Labeled-object pointing entries
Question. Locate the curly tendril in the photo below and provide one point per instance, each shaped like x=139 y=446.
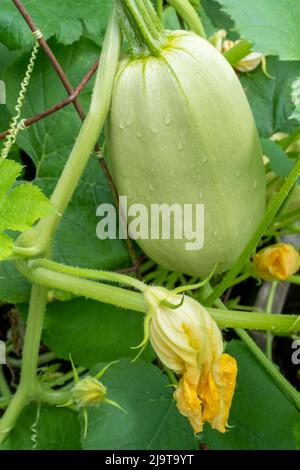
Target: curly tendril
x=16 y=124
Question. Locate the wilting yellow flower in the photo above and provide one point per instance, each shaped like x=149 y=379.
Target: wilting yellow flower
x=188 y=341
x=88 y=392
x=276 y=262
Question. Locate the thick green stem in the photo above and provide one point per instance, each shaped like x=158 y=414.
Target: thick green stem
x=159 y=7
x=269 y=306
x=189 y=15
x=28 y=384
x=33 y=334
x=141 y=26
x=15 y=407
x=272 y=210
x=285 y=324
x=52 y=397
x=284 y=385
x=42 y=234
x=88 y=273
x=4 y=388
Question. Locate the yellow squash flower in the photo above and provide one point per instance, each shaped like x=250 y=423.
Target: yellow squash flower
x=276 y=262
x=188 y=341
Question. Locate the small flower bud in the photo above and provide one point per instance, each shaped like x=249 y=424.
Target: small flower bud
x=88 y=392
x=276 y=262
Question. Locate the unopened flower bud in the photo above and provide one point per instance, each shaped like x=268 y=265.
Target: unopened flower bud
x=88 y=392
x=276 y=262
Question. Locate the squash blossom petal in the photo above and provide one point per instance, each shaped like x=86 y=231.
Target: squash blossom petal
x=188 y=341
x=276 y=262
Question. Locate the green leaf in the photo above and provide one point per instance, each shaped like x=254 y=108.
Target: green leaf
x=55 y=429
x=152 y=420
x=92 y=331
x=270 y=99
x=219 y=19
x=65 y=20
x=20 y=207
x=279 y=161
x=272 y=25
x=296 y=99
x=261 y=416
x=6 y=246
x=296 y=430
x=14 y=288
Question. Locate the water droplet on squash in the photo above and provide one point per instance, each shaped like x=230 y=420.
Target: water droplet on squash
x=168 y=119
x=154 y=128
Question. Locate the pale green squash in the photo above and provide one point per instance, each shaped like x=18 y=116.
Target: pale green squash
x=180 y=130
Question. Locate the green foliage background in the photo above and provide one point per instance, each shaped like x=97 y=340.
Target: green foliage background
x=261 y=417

...

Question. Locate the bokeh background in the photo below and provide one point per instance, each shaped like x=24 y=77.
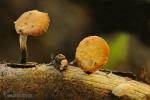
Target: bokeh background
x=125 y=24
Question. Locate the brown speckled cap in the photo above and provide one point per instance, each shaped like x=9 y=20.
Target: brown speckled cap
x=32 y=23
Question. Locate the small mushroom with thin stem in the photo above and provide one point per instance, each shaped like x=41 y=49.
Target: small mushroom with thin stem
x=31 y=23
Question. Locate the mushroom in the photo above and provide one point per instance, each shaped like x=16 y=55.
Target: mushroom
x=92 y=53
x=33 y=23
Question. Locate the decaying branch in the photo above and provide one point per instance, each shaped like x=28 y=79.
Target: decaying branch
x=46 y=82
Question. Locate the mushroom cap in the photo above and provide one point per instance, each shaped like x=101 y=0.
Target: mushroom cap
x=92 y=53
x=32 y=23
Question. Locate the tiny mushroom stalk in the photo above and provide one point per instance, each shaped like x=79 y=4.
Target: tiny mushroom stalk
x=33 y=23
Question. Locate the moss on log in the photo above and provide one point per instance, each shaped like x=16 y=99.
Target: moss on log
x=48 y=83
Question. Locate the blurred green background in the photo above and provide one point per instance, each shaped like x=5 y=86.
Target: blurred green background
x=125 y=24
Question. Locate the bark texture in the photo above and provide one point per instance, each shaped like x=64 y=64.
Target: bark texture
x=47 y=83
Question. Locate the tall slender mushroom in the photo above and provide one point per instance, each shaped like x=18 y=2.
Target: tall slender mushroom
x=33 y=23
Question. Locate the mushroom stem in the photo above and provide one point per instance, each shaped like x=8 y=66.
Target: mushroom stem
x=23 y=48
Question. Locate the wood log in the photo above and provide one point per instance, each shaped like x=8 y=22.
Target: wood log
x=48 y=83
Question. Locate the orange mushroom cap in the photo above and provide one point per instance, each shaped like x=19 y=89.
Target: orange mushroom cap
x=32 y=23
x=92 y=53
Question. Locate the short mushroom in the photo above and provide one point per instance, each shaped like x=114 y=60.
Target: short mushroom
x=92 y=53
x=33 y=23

TASK DESCRIPTION: Which lines above contain the word "wilting"? Copy each such line, treating case as significant.

RESPONSE TO THIS EXERCISE:
Question. Locate the wilting yellow flower in the photo above and provide one point per instance, each shaped like x=149 y=379.
Target: wilting yellow flower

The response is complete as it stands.